▶ [Exercise description]:
From the first line to the last, return the data exactly, with no pictures.

+---+

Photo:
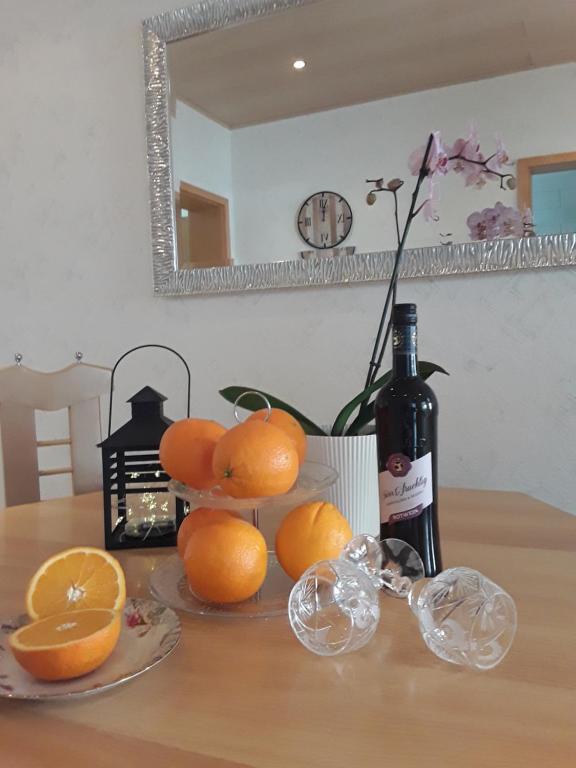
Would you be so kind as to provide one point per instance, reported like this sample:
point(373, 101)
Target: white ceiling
point(362, 50)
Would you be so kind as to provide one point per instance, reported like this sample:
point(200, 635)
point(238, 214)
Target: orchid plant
point(429, 164)
point(500, 221)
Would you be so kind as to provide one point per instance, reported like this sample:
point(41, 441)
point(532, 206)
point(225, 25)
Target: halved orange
point(82, 577)
point(68, 645)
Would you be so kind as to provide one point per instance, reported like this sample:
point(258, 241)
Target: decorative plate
point(312, 480)
point(150, 631)
point(168, 583)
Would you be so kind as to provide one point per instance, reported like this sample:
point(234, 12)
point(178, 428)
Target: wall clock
point(324, 220)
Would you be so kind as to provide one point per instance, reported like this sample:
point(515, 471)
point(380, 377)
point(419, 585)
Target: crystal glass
point(463, 617)
point(334, 608)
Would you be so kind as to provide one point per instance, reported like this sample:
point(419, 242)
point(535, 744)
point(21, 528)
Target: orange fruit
point(226, 562)
point(67, 645)
point(186, 451)
point(312, 532)
point(288, 424)
point(197, 518)
point(82, 577)
point(255, 459)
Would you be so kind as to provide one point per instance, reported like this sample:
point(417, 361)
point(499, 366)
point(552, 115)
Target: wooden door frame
point(212, 199)
point(526, 167)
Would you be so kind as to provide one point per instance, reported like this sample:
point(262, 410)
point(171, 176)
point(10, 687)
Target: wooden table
point(240, 692)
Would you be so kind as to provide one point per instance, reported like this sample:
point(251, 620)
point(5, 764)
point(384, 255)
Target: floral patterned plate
point(150, 631)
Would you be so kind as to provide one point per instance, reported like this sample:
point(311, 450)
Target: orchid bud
point(394, 184)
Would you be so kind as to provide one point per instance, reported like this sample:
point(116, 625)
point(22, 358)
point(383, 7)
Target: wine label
point(405, 487)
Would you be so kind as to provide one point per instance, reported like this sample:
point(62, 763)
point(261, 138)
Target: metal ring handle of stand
point(135, 349)
point(258, 394)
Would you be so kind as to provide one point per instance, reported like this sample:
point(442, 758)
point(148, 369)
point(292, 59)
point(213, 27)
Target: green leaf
point(425, 370)
point(255, 403)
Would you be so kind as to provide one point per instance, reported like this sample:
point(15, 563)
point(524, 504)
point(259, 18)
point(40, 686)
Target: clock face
point(324, 220)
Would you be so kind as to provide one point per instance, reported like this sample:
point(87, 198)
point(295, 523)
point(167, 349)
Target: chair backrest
point(24, 391)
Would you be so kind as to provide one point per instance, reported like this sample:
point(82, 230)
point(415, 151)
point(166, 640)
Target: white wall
point(201, 151)
point(276, 166)
point(202, 156)
point(76, 274)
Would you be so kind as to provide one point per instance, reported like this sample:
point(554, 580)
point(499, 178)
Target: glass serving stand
point(168, 582)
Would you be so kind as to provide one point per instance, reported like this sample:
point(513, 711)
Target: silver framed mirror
point(172, 278)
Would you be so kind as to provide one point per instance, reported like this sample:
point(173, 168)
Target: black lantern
point(139, 511)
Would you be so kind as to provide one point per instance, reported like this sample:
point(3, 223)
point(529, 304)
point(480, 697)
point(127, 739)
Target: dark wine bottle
point(406, 412)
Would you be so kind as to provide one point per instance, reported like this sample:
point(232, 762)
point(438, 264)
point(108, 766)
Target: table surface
point(239, 692)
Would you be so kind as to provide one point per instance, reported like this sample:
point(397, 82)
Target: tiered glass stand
point(168, 582)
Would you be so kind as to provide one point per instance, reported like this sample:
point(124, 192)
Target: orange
point(186, 451)
point(197, 518)
point(255, 459)
point(82, 577)
point(226, 562)
point(312, 532)
point(288, 424)
point(67, 645)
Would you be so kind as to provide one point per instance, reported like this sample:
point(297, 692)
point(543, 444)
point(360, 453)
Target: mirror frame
point(169, 280)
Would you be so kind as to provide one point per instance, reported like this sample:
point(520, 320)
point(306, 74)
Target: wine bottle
point(406, 412)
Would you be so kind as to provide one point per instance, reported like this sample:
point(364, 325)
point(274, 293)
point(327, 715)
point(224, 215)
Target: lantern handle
point(135, 349)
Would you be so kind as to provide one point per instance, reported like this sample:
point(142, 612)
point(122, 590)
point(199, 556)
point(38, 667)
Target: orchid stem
point(378, 351)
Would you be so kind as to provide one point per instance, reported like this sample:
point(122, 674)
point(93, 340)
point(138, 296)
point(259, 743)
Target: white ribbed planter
point(355, 493)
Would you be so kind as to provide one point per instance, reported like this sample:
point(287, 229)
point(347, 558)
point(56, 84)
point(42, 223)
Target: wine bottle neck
point(405, 351)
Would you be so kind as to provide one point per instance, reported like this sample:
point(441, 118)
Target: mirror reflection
point(276, 125)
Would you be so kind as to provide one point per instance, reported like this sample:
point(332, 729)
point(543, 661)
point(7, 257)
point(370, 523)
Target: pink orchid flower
point(429, 205)
point(477, 226)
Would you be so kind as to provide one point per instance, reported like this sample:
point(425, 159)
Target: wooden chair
point(24, 391)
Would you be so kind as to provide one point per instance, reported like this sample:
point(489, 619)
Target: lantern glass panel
point(140, 499)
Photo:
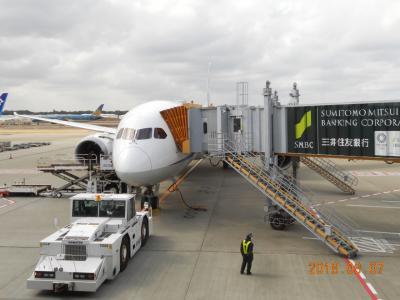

+---+

▶ [Exercise result]:
Photo:
Would you be so kind as to provide one point per instance, reported like this sample:
point(373, 101)
Target: white ceiling
point(362, 50)
Would you be so kind as to provide one point per instance, reported like this sample:
point(200, 635)
point(238, 214)
Target: orchid plant
point(429, 164)
point(500, 221)
Would you be so kind as to provide one point per instance, reported like this sample:
point(41, 441)
point(532, 206)
point(225, 25)
Target: halved orange
point(82, 577)
point(68, 645)
Would you be so kind as to provide one point per instance, reported like this sample:
point(258, 241)
Target: decorative plate
point(312, 480)
point(150, 631)
point(168, 583)
Would you be so kind as to provide one point per instance, reported like this sample:
point(234, 12)
point(178, 428)
Target: wall clock
point(324, 220)
Would you be so kind as to provide one point per instance, reported like this sample:
point(515, 471)
point(380, 377)
point(419, 585)
Target: crystal glass
point(463, 617)
point(334, 608)
Would you be so kind as to provide one point per instance, reported like this sample:
point(419, 242)
point(535, 744)
point(21, 528)
Target: orange fruit
point(226, 562)
point(67, 645)
point(186, 451)
point(312, 532)
point(288, 424)
point(197, 518)
point(82, 577)
point(255, 459)
Would you be so kind as to provide one point per instance, reported like this sample:
point(417, 361)
point(499, 366)
point(552, 115)
Target: wooden door frame
point(212, 199)
point(526, 167)
Would you be so kind as to provide one point per instance, reported like this sample:
point(262, 410)
point(171, 176)
point(10, 687)
Target: wooden table
point(240, 692)
Would you be so kind as to provide one point per instance, reported like this sample:
point(251, 620)
point(5, 764)
point(384, 255)
Target: floral patterned plate
point(150, 631)
Would you be so kind as to provide one point per instance, reported like this sample:
point(311, 450)
Target: orchid bud
point(394, 184)
Would you be so kind as to provide one point per instance, reported like this sample:
point(116, 625)
point(22, 358)
point(383, 7)
Target: wine label
point(405, 487)
Would you be so kind as to provide one point per instance, reported like this sample:
point(62, 763)
point(261, 138)
Target: metal ring handle of stand
point(135, 349)
point(258, 394)
Would you be so kind as to provide one point per instance, reported like this sample:
point(442, 758)
point(148, 369)
point(292, 59)
point(213, 27)
Target: green leaf
point(425, 370)
point(255, 403)
Would you be so kind as to provide one point per instance, reported like this sample:
point(15, 563)
point(524, 504)
point(259, 18)
point(40, 686)
Target: clock face
point(324, 220)
Would you be so kind as to provide one point per instance, reported like this sample:
point(87, 198)
point(295, 523)
point(167, 349)
Target: chair backrest
point(24, 391)
Would you be so kind as to provide one point per instance, reported like this sample:
point(82, 230)
point(415, 151)
point(166, 640)
Target: white wall
point(201, 151)
point(276, 166)
point(202, 156)
point(76, 274)
Would you be so kind as to provide one point per instance, reported like this sample:
point(554, 580)
point(499, 178)
Target: glass serving stand
point(168, 582)
Would you be so kind as to provide one point per instance, reported like this sample:
point(513, 711)
Target: silver framed mirror
point(172, 278)
Would you be so kind as to provide one point per instance, reported like this sample:
point(173, 168)
Target: black lantern
point(139, 511)
Would you be so kind as to provide one point per instance, reported like this sample:
point(3, 223)
point(529, 304)
point(480, 697)
point(127, 739)
Target: dark wine bottle
point(406, 412)
Would you be so kind as to provide one point per instance, reported like this sample:
point(232, 762)
point(438, 264)
point(108, 766)
Target: table surface
point(239, 692)
Would you be so kind as to provide one point per instance, reported like this sample:
point(397, 82)
Target: tiered glass stand
point(168, 582)
Would you be so kind as to provide one point per instance, reported like this sample:
point(124, 192)
Target: orange
point(186, 451)
point(197, 518)
point(255, 459)
point(82, 577)
point(226, 562)
point(312, 532)
point(288, 424)
point(67, 645)
Would you be so kind as to provide one point per instance, reported like this sample:
point(297, 692)
point(543, 444)
point(360, 453)
Target: mirror frame
point(169, 280)
Would you be so kind as to provide one point per instance, reported like this sample:
point(520, 320)
point(306, 74)
Target: wine bottle
point(406, 412)
Would you be so kind as to provide one point per instance, reported like this sample:
point(364, 325)
point(274, 293)
point(327, 715)
point(224, 215)
Target: lantern handle
point(135, 349)
Would you be so kind as to provide one point per instance, reported like this sample:
point(142, 612)
point(122, 590)
point(199, 556)
point(38, 667)
Target: orchid stem
point(378, 351)
Would you be so kind as to provide one point per instance, reported like this sample:
point(122, 674)
point(93, 340)
point(138, 296)
point(259, 743)
Target: white ribbed planter
point(355, 493)
Would you be so kind as to provide one point per instance, reported like this sample:
point(287, 229)
point(347, 558)
point(56, 84)
point(42, 223)
Target: wine bottle neck
point(405, 351)
Would you be so kind as to provide one point per instance, reported like this sample:
point(441, 118)
Target: mirror reflection
point(276, 125)
Would you be so kind as to provide one point per instance, reported like this sample:
point(332, 729)
point(543, 661)
point(7, 257)
point(370, 523)
Target: pink orchid flower
point(429, 205)
point(477, 226)
Would you be so kind as to provide one point per instance, reported like this sample:
point(425, 159)
Target: wooden chair
point(24, 391)
Would you be so kind as to provide one point per instance, reported like this sample:
point(489, 619)
Target: lantern glass panel
point(140, 499)
Photo:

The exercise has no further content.